■ **SOURCE PASSAGE**

Some panspermia papers by Wickramasinghe and coworkers at Cardiff University on the red rain phenomenon.

I'd love the panspermia hypothesis to be true. But none of this stuff helps. Case not proven, sorry.

Top down or bottom up?

The facts: there are things that look like microbes in the stratosphere and advocates of panspermia try to argue that these are more likely to be arriving space-travellers than uplifted terrestrial organisms. But why are these likely to be visitors from the vacuum? Well apparently there's just so many of them:

"atmospheric transport may raise terrestrial particles into the stratosphere above the 16km tropopause, but if the particles rise above 20km to 40km the fraction is likely to drop off substantially, at least in comparison with particles descending from spacecraft or space sources."

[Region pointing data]
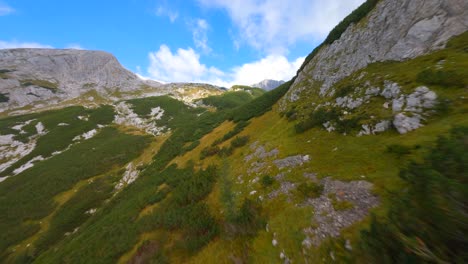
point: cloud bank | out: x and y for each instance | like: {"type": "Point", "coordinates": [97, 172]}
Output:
{"type": "Point", "coordinates": [183, 65]}
{"type": "Point", "coordinates": [273, 25]}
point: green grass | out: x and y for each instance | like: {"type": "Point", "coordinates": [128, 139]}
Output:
{"type": "Point", "coordinates": [28, 197]}
{"type": "Point", "coordinates": [357, 15]}
{"type": "Point", "coordinates": [228, 100]}
{"type": "Point", "coordinates": [53, 87]}
{"type": "Point", "coordinates": [182, 211]}
{"type": "Point", "coordinates": [59, 137]}
{"type": "Point", "coordinates": [4, 98]}
{"type": "Point", "coordinates": [176, 113]}
{"type": "Point", "coordinates": [255, 92]}
{"type": "Point", "coordinates": [448, 82]}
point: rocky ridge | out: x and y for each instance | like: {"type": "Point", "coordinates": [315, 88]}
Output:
{"type": "Point", "coordinates": [43, 78]}
{"type": "Point", "coordinates": [268, 84]}
{"type": "Point", "coordinates": [394, 30]}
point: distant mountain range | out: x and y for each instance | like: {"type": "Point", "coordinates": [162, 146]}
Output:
{"type": "Point", "coordinates": [33, 79]}
{"type": "Point", "coordinates": [268, 84]}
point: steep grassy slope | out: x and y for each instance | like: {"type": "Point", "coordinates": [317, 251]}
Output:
{"type": "Point", "coordinates": [231, 99]}
{"type": "Point", "coordinates": [258, 181]}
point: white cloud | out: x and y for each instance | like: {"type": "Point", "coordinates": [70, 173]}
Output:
{"type": "Point", "coordinates": [184, 66]}
{"type": "Point", "coordinates": [200, 34]}
{"type": "Point", "coordinates": [74, 46]}
{"type": "Point", "coordinates": [16, 44]}
{"type": "Point", "coordinates": [181, 66]}
{"type": "Point", "coordinates": [276, 67]}
{"type": "Point", "coordinates": [272, 25]}
{"type": "Point", "coordinates": [164, 11]}
{"type": "Point", "coordinates": [5, 9]}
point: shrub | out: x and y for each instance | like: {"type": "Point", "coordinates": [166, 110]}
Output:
{"type": "Point", "coordinates": [239, 141]}
{"type": "Point", "coordinates": [344, 91]}
{"type": "Point", "coordinates": [316, 119]}
{"type": "Point", "coordinates": [53, 87]}
{"type": "Point", "coordinates": [267, 181]}
{"type": "Point", "coordinates": [426, 223]}
{"type": "Point", "coordinates": [4, 98]}
{"type": "Point", "coordinates": [209, 151]}
{"type": "Point", "coordinates": [237, 129]}
{"type": "Point", "coordinates": [225, 151]}
{"type": "Point", "coordinates": [356, 16]}
{"type": "Point", "coordinates": [309, 190]}
{"type": "Point", "coordinates": [248, 220]}
{"type": "Point", "coordinates": [192, 146]}
{"type": "Point", "coordinates": [398, 150]}
{"type": "Point", "coordinates": [259, 105]}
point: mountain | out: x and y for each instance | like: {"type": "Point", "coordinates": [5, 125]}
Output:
{"type": "Point", "coordinates": [268, 84]}
{"type": "Point", "coordinates": [360, 158]}
{"type": "Point", "coordinates": [394, 31]}
{"type": "Point", "coordinates": [41, 78]}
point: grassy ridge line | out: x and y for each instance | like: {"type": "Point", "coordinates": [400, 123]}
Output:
{"type": "Point", "coordinates": [199, 127]}
{"type": "Point", "coordinates": [29, 195]}
{"type": "Point", "coordinates": [182, 212]}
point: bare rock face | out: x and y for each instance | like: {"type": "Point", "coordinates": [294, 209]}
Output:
{"type": "Point", "coordinates": [53, 75]}
{"type": "Point", "coordinates": [267, 84]}
{"type": "Point", "coordinates": [394, 30]}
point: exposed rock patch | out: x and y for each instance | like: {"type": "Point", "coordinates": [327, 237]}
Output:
{"type": "Point", "coordinates": [126, 116]}
{"type": "Point", "coordinates": [130, 175]}
{"type": "Point", "coordinates": [327, 221]}
{"type": "Point", "coordinates": [411, 28]}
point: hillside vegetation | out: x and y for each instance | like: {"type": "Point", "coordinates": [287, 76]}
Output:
{"type": "Point", "coordinates": [241, 178]}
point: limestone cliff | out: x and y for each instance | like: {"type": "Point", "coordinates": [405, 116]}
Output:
{"type": "Point", "coordinates": [53, 75]}
{"type": "Point", "coordinates": [395, 30]}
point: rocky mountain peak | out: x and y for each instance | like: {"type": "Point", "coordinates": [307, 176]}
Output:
{"type": "Point", "coordinates": [268, 84]}
{"type": "Point", "coordinates": [393, 30]}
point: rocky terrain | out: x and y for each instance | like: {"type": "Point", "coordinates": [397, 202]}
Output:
{"type": "Point", "coordinates": [44, 78]}
{"type": "Point", "coordinates": [349, 162]}
{"type": "Point", "coordinates": [268, 84]}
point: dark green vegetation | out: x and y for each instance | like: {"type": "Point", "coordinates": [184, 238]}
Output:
{"type": "Point", "coordinates": [255, 92]}
{"type": "Point", "coordinates": [4, 98]}
{"type": "Point", "coordinates": [76, 211]}
{"type": "Point", "coordinates": [228, 100]}
{"type": "Point", "coordinates": [309, 190]}
{"type": "Point", "coordinates": [58, 137]}
{"type": "Point", "coordinates": [236, 130]}
{"type": "Point", "coordinates": [53, 87]}
{"type": "Point", "coordinates": [3, 73]}
{"type": "Point", "coordinates": [321, 116]}
{"type": "Point", "coordinates": [28, 197]}
{"type": "Point", "coordinates": [211, 211]}
{"type": "Point", "coordinates": [267, 181]}
{"type": "Point", "coordinates": [442, 72]}
{"type": "Point", "coordinates": [355, 17]}
{"type": "Point", "coordinates": [442, 78]}
{"type": "Point", "coordinates": [428, 221]}
{"type": "Point", "coordinates": [237, 96]}
{"type": "Point", "coordinates": [224, 151]}
{"type": "Point", "coordinates": [260, 105]}
{"type": "Point", "coordinates": [176, 113]}
{"type": "Point", "coordinates": [205, 123]}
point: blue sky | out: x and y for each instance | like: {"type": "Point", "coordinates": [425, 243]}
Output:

■ **ACTIVITY 1**
Print the stretch of the panspermia passage from "Some panspermia papers" through "not proven, sorry.".
■ **ACTIVITY 2**
Supply what comes after the final sentence of the panspermia passage.
Nothing in the records is needed here.

■ **REPLY 1**
Some panspermia papers by Wickramasinghe and coworkers at Cardiff University on the red rain phenomenon.

I'd love the panspermia hypothesis to be true. But none of this stuff helps. Case not proven, sorry.

■ **REPLY 2**
But consider this: if there are formerly terrestrial organisms up there, why presume they are recent accidental additions? Isn't it more likely that the biosphere is bigger than you presume than that the stratosphere is constantly contaminated from above? Why can't life, which occupies black smokers on the deep sea floor and underground ice lakes and every other extreme environment on Earth where we've taken the time to look - why can't life make it to the stratosphere? The authors actually acknowledge this:

"In recent years the limits of microbial life on the Earth have expanded to encompass an extraordinarily wide range of habitats: geothermal vents, the ocean floor, radioactive dumps and antarctic soil, eight kilometres underneath the Earth's crust, to name but a few . The long-term survivability of bacteria has also been extended from 25-40 million years (Cano and Borucki, 1995) to a quarter of a billion years the case of a bacterium entrapped in a salt crystal (Vreeland et al, 2001)."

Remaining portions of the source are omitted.